[Excerpts from a point labeling dataset]
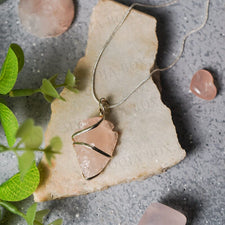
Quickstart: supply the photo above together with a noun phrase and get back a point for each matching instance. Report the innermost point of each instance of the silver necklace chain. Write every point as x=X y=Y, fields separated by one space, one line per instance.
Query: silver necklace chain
x=97 y=99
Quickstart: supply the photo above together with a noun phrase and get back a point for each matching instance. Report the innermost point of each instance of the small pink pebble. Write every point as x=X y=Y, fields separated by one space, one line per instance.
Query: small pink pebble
x=159 y=214
x=46 y=18
x=202 y=85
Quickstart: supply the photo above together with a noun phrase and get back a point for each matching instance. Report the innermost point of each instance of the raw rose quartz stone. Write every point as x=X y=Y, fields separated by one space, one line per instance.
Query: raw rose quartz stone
x=159 y=214
x=103 y=137
x=46 y=18
x=202 y=85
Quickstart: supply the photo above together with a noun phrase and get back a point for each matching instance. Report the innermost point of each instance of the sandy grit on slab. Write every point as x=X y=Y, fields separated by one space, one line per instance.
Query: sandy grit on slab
x=147 y=143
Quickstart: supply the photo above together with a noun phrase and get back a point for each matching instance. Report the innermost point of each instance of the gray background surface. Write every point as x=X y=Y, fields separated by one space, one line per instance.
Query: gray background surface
x=196 y=186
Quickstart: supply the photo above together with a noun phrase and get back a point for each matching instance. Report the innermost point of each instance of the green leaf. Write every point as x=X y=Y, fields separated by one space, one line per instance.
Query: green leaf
x=39 y=217
x=56 y=144
x=31 y=214
x=16 y=189
x=9 y=123
x=9 y=72
x=25 y=129
x=3 y=148
x=31 y=135
x=48 y=98
x=48 y=89
x=53 y=78
x=56 y=222
x=10 y=207
x=70 y=79
x=25 y=162
x=75 y=90
x=19 y=54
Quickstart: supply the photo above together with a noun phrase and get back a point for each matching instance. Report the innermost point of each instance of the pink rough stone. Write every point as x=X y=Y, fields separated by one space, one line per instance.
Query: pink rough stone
x=159 y=214
x=46 y=18
x=202 y=85
x=103 y=137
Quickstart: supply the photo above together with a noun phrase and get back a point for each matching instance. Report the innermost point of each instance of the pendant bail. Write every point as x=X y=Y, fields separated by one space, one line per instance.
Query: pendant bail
x=103 y=107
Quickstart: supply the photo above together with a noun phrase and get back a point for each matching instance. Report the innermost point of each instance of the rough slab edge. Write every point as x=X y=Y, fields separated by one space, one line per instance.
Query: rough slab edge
x=156 y=79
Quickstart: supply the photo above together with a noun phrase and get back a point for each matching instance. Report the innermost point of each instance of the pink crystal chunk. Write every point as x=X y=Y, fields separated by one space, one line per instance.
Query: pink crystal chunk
x=159 y=214
x=104 y=138
x=202 y=85
x=46 y=18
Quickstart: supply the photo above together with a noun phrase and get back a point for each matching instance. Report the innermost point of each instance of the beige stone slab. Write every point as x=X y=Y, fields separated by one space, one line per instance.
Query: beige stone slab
x=148 y=142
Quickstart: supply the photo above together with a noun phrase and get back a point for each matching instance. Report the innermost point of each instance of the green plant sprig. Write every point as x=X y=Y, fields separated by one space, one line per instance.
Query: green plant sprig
x=26 y=138
x=48 y=88
x=32 y=217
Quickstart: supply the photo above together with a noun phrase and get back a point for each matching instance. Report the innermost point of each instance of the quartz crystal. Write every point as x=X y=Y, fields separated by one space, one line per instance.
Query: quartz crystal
x=104 y=138
x=202 y=85
x=159 y=214
x=46 y=18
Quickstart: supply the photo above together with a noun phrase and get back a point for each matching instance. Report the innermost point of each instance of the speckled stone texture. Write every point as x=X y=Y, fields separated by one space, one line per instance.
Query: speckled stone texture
x=195 y=187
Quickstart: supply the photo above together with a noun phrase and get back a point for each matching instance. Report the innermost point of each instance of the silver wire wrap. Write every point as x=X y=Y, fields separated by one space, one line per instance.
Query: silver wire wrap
x=103 y=108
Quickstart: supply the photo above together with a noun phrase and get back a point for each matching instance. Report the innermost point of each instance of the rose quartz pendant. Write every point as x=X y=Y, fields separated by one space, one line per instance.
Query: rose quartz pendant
x=46 y=18
x=202 y=85
x=94 y=147
x=159 y=214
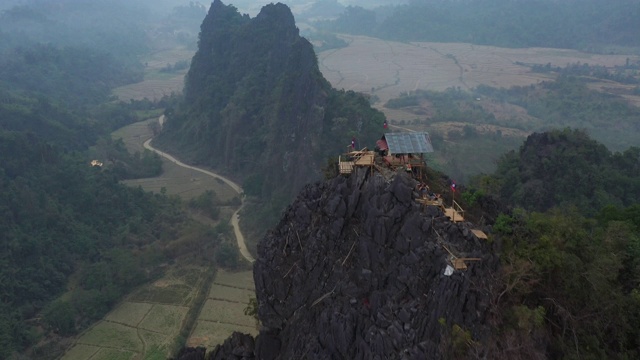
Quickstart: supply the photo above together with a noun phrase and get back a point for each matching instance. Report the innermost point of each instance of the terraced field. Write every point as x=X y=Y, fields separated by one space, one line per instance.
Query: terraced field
x=146 y=324
x=223 y=311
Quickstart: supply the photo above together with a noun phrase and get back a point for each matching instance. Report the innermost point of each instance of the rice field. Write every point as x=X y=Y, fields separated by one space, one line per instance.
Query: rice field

[DO THIS] Return the lines of the data, unchanged, from the line containing "of the rice" through the end of the data, including both ends.

[FINISHED ANSWER]
Quickstart: supply the photo above together with a noun phrase and get back a point for each matching instance. Report the innermost point of each instance of the rice field. Write every point as x=X y=Y, fields separated by one space, one line per instance.
Query: rice field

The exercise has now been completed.